=== SOURCE DATA ===

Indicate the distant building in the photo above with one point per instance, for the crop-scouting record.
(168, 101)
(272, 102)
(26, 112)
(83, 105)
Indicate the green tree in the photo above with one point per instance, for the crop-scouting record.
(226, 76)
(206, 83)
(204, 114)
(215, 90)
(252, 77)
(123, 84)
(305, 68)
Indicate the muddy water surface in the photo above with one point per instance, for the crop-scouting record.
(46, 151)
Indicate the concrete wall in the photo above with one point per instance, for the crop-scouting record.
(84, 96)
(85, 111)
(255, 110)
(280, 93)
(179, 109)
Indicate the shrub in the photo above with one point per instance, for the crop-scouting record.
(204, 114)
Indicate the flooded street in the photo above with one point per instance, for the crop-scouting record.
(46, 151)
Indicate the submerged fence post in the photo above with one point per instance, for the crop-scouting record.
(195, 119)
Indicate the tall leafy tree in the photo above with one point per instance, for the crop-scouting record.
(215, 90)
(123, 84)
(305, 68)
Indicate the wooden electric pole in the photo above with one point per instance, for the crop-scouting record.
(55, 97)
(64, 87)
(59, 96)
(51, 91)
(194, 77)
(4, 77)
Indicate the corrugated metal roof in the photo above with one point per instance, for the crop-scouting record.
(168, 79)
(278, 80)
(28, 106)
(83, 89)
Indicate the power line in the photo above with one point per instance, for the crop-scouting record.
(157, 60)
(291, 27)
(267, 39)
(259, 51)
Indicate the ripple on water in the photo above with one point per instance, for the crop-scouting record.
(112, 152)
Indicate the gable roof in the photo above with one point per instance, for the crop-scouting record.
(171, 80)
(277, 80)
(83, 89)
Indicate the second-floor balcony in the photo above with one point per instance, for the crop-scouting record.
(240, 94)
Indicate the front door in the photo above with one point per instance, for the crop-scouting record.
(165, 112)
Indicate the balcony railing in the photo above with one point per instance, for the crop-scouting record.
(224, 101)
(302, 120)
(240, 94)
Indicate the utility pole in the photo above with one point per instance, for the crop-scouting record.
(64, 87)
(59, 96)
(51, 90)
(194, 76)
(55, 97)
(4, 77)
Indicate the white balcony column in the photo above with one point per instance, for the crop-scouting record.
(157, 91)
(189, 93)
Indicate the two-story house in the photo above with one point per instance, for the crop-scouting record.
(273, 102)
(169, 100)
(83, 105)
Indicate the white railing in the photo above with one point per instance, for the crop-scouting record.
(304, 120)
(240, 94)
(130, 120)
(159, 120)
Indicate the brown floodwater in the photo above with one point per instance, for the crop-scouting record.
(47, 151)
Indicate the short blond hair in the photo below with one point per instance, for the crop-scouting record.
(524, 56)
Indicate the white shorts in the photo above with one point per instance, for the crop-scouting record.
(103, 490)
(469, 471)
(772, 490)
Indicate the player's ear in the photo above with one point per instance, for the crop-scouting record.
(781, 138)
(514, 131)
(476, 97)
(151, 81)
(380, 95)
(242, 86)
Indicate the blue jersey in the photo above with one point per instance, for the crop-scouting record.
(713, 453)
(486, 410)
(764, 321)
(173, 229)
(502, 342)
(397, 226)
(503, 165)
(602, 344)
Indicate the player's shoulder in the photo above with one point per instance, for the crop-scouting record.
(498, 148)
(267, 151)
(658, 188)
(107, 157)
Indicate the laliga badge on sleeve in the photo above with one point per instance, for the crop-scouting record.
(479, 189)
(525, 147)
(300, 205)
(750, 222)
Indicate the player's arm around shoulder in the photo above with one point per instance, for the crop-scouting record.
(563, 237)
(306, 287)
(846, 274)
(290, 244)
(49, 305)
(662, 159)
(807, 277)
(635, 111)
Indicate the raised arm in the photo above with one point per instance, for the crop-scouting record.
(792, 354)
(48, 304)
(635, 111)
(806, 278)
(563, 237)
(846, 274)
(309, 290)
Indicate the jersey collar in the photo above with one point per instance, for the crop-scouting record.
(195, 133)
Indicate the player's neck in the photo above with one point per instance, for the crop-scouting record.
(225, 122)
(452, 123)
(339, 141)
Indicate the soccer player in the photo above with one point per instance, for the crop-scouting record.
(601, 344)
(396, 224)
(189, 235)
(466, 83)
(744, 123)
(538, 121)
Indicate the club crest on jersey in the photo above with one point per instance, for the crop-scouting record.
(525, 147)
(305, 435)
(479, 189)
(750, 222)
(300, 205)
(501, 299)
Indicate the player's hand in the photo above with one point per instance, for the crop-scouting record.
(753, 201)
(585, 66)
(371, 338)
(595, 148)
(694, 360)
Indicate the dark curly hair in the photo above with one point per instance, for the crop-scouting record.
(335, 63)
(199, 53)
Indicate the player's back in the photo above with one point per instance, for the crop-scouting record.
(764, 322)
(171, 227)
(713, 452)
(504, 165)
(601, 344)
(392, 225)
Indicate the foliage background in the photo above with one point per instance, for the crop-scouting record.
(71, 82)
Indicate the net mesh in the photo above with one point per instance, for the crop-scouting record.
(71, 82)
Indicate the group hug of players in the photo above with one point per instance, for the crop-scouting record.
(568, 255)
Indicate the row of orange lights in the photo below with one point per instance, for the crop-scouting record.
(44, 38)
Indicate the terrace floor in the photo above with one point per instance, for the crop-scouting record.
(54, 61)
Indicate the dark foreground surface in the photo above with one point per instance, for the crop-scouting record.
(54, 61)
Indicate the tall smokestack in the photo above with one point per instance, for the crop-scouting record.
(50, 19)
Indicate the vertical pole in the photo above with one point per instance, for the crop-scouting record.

=== WHAT IS REQUIRED ===
Output the listing above in full, exactly as written.

=== EXERCISE RESULT ===
Indicate the distant building in the photo above with one point per instance, for the crop-scouting record.
(168, 101)
(272, 102)
(26, 112)
(83, 105)
Indicate the green tree in the photo above with one point per instance, for the crop-scouting record.
(226, 76)
(206, 83)
(204, 114)
(215, 90)
(252, 77)
(123, 84)
(305, 68)
Indicate the muddy water surface in the photo above with one point per instance, for the crop-scouting record.
(46, 151)
Indicate the concrete wall in the photo above with one point per instance, for the crop-scouting record.
(84, 96)
(85, 111)
(255, 110)
(280, 93)
(179, 109)
Indicate the shrub in the photo above with one point per instance, for the crop-scouting record.
(204, 114)
Indicate the flooded street in the photo above with one point per instance, for the crop-scouting record.
(46, 151)
Indicate the submerged fence post in the photo above with one point per instance, for the crop-scouting record.
(195, 119)
Indicate the tall leafy tree in the photo above with one point per instance, for the crop-scouting record.
(215, 90)
(123, 84)
(305, 68)
Indicate the wooden electric pole in the photo above with one point per instance, for the crop-scouting record.
(55, 97)
(64, 87)
(59, 96)
(51, 91)
(194, 77)
(4, 77)
Indicate the corrugated metal roof in the photo above with one point per instance, for the crop-scouting record.
(168, 79)
(278, 80)
(28, 106)
(83, 89)
Indicate the power line in the photo above with one point per instance, for the crop-scouting record.
(157, 60)
(291, 27)
(267, 39)
(259, 51)
Indicate the ripple on water in the photo above with one point per instance, for the crop-scouting record.
(112, 152)
Indicate the gable roof in the photo above with one point per instance, for the crop-scouting record.
(171, 80)
(277, 80)
(83, 89)
Indicate the second-floor balcony in the photo above with one point per instance, for the crop-scouting record.
(240, 94)
Indicate the front door in the photo above with one point per instance, for the crop-scouting record.
(165, 112)
Indicate the balcony railing in the photo above with one point per instance, for the crop-scouting record.
(224, 101)
(302, 120)
(240, 94)
Indicate the utility pole in the photo above with one point per instance, for the crop-scouting record.
(64, 87)
(59, 96)
(51, 90)
(194, 76)
(55, 97)
(4, 77)
Indicate the white balcony column in the photo above with one point per instance, for the crop-scouting record.
(157, 91)
(189, 93)
Indicate the two-story house in the photo above with one point per instance, for the crop-scouting record.
(273, 102)
(169, 100)
(83, 105)
Indicate the white railing in the photo above with one point per instance, for the crop-scouting record.
(304, 120)
(240, 94)
(130, 120)
(159, 120)
Indicate the brown floodwater in the photo above with one point per instance, for the crop-scouting record.
(47, 151)
Indicate the short blond hair in the photo below with one point per instance, for the crop-scouting record.
(524, 56)
Indicate the white shorts in the photo above with one point per instance, for the crop-scouting record.
(103, 490)
(469, 471)
(772, 490)
Indicate the player's ear in the photo above with one point per instance, for the crop-scouting record.
(781, 138)
(514, 131)
(476, 97)
(151, 81)
(380, 95)
(242, 86)
Indicate the blue jersey in the photo above with one point per instance, for the crop-scouting record.
(713, 453)
(486, 410)
(764, 321)
(173, 229)
(502, 342)
(397, 226)
(503, 165)
(602, 344)
Indicate the player's shoulder in the photo above with one point per instance, for the crop-scouting record.
(498, 148)
(267, 151)
(658, 188)
(107, 157)
Indicate the laliga badge on sleeve in the photo above with one point per instance, for the crop-scouting record.
(479, 189)
(525, 147)
(300, 205)
(750, 222)
Indicate the player's arm around shoulder in the photo above with one point per instance, for the crop-scouting record.
(563, 237)
(306, 287)
(846, 274)
(290, 244)
(49, 305)
(662, 159)
(807, 277)
(635, 111)
Indicate the raised arm in the photo above with one point per instance, for the crop-scouting record.
(792, 354)
(48, 304)
(635, 111)
(806, 278)
(563, 237)
(846, 274)
(309, 290)
Indicate the jersey collar in the photo above with one point per instance, for the crop-scouting record.
(195, 133)
Indicate the player's neck in the photo above with one point per instance, for the crop-scouting record.
(225, 122)
(452, 123)
(339, 141)
Indicate the soccer player in the photo above with one point per instance, for the crop-scouting record.
(601, 344)
(396, 224)
(189, 235)
(466, 83)
(744, 123)
(538, 121)
Indicate the club crest on jersey in the photo above with one point per instance, for the crop-scouting record.
(525, 147)
(305, 435)
(479, 189)
(750, 222)
(300, 205)
(501, 299)
Indicate the player's hand in the photo above with one point per instance, for the crop-scouting record.
(753, 201)
(585, 66)
(371, 338)
(595, 148)
(694, 360)
Indicate the dark curly hair in the photo above with one point per instance, for the crop-scouting record.
(335, 63)
(199, 53)
Indicate the player's back in the photo above with one point per instance, for the crop-scouting record.
(764, 322)
(171, 227)
(713, 452)
(504, 165)
(601, 344)
(392, 225)
Indicate the foliage background in the photo above with one point per instance, for the crop-scouting record.
(71, 82)
Indicate the net mesh in the photo above with one point per instance, for the crop-scouting record.
(71, 82)
Indicate the group hug of players in the photo above with one point per instance, for the crop-scouting record.
(568, 255)
Indicate the row of orange lights in the photo below with one point per instance, for the crop-scouting record.
(44, 38)
Indicate the terrace floor in the photo above with one point per instance, for the crop-scouting record.
(54, 61)
Indicate the dark foreground surface in the photo above with one point per instance, for the crop-scouting record.
(54, 61)
Indicate the tall smokestack in the photo above with one point per instance, for the crop-scouting record.
(50, 19)
Indicate the vertical pole in the photo above with one point per instance, for the crop-scouting record.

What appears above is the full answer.